**** Records for the task ****

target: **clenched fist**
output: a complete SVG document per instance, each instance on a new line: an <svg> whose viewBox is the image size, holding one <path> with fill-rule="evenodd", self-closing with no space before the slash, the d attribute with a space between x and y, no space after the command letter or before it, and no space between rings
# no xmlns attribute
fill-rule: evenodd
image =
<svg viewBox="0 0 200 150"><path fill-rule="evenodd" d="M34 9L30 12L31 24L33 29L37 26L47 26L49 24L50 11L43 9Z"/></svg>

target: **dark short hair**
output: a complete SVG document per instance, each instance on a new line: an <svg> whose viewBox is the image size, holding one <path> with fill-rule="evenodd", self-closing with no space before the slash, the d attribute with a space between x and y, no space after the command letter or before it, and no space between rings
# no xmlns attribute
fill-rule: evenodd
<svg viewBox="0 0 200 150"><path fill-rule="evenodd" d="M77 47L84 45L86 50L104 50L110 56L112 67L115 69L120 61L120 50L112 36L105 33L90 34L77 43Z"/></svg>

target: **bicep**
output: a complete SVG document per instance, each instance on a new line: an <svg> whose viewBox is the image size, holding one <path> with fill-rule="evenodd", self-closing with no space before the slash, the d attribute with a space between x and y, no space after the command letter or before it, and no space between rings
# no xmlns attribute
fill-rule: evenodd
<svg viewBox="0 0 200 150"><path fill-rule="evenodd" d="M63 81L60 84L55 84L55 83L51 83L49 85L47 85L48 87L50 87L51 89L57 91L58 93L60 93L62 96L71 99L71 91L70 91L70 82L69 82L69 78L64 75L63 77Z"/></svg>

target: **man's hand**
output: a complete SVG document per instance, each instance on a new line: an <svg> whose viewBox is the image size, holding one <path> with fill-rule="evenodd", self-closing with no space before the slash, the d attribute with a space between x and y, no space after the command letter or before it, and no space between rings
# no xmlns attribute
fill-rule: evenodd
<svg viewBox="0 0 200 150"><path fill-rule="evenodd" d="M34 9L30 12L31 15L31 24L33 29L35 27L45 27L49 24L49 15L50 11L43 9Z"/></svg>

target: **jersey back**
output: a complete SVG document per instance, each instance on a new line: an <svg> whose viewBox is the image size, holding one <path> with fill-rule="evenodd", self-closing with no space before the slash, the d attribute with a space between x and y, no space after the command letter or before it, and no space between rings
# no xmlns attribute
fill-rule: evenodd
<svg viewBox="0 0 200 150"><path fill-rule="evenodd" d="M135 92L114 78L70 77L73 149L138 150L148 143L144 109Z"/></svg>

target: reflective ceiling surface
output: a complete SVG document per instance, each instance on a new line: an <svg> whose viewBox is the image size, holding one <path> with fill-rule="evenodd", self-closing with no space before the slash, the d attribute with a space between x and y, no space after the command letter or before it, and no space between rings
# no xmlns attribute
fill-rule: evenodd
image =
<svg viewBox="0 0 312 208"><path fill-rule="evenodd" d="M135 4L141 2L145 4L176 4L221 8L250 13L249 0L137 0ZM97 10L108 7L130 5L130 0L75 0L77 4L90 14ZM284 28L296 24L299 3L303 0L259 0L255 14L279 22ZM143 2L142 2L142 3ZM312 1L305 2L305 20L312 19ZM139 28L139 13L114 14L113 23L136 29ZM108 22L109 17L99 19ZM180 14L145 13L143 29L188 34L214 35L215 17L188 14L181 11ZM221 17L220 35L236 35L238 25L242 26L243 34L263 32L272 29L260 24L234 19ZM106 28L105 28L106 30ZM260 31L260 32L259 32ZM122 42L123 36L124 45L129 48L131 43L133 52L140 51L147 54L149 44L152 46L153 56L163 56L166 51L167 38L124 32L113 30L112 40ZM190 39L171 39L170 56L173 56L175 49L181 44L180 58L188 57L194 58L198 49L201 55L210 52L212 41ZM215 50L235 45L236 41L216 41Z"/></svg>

****

Challenge -> Render every nonblank line of the entries above as a Markdown table with the columns Row and Text, numbering the rows from 1 and leaving out the blank lines.

Solution to this problem ->
| Row | Text |
|---|---|
| 1 | target: **clenched fist** |
| 2 | output: a complete SVG document per instance, each instance on a new line: an <svg> whose viewBox is the image size, holding one <path> with fill-rule="evenodd", self-closing with no space before the slash, the d attribute with a space between x and y, no space after the command letter or before it, and no space between rings |
| 3 | # no xmlns attribute |
| 4 | fill-rule: evenodd |
| 5 | image = |
| 6 | <svg viewBox="0 0 200 150"><path fill-rule="evenodd" d="M34 9L30 12L31 24L33 29L37 26L47 26L49 24L50 11L43 9Z"/></svg> |
| 7 | target: **dark short hair** |
| 8 | output: a complete SVG document per instance, each instance on a new line: an <svg> whose viewBox is the image size, holding one <path> with fill-rule="evenodd", self-closing with no space before the slash, the d attribute with a space between x and y, no space after the command letter or before it, and no space between rings |
| 9 | # no xmlns attribute |
| 10 | fill-rule: evenodd |
| 11 | <svg viewBox="0 0 200 150"><path fill-rule="evenodd" d="M77 47L84 45L86 50L104 50L110 56L112 67L115 69L120 61L120 50L112 36L105 33L90 34L77 43Z"/></svg> |
| 12 | target: **bicep** |
| 13 | output: a complete SVG document per instance, each instance on a new line: an <svg> whose viewBox is the image size, holding one <path> with fill-rule="evenodd", self-closing with no space before the slash, the d attribute with a space between x and y, no space after the command letter or before it, and no space between rings |
| 14 | # no xmlns attribute |
| 15 | fill-rule: evenodd |
| 16 | <svg viewBox="0 0 200 150"><path fill-rule="evenodd" d="M63 81L60 84L55 84L55 83L51 83L49 85L47 85L48 87L50 87L51 89L57 91L58 93L60 93L62 96L71 99L71 91L70 91L70 82L69 82L69 78L64 75L63 77Z"/></svg> |
| 17 | target: **man's hand** |
| 18 | output: a complete SVG document per instance, each instance on a new line: an <svg> whose viewBox is the image size, holding one <path> with fill-rule="evenodd", self-closing with no space before the slash, the d attribute with a space between x and y, no space after the command letter or before it, and no space between rings |
| 19 | # no xmlns attribute |
| 20 | fill-rule: evenodd |
| 21 | <svg viewBox="0 0 200 150"><path fill-rule="evenodd" d="M34 9L30 12L31 15L31 24L33 29L35 27L45 27L49 24L49 15L50 11L43 9Z"/></svg> |
| 22 | target: **jersey back** |
| 23 | output: a complete SVG document per instance, each instance on a new line: an <svg> whose viewBox is the image size, holding one <path> with fill-rule="evenodd", self-closing with no space before the slash, the d attribute with a space between x and y, no space after the command letter or before it, and no space between rings |
| 24 | # no xmlns attribute |
| 25 | fill-rule: evenodd |
| 26 | <svg viewBox="0 0 200 150"><path fill-rule="evenodd" d="M135 92L114 78L70 77L73 149L138 150L148 143L144 109Z"/></svg> |
| 27 | target: reflective ceiling surface |
| 28 | output: a complete SVG document per instance, each instance on a new line: an <svg> whose viewBox is the image size, holding one <path> with fill-rule="evenodd", self-closing with no space before the slash, the d attribute with a space between x and y, no space after the command letter or before it, and no space between rings |
| 29 | # no xmlns attribute |
| 30 | fill-rule: evenodd |
| 31 | image = |
| 32 | <svg viewBox="0 0 312 208"><path fill-rule="evenodd" d="M135 4L141 2L145 4L176 4L221 8L250 13L249 0L137 0ZM97 10L108 7L130 5L130 0L75 0L77 4L90 14ZM284 28L296 24L299 3L303 0L259 0L255 14L279 22ZM143 2L142 2L142 3ZM312 1L305 2L305 20L312 19ZM139 28L139 13L114 14L113 23L136 29ZM108 22L109 17L99 19ZM180 14L145 13L143 29L188 34L214 35L215 17L188 14L181 11ZM221 17L220 35L236 35L238 25L242 26L243 34L263 32L272 29L260 24L234 19ZM106 28L105 28L106 30ZM260 31L260 32L259 32ZM122 42L123 36L124 45L129 48L131 43L133 52L140 51L147 54L149 44L152 46L153 56L163 56L166 51L167 38L124 32L113 30L112 40ZM190 39L171 39L170 56L173 56L175 49L181 44L180 58L188 57L194 58L198 49L201 55L210 52L212 41ZM215 50L235 45L236 41L216 41Z"/></svg> |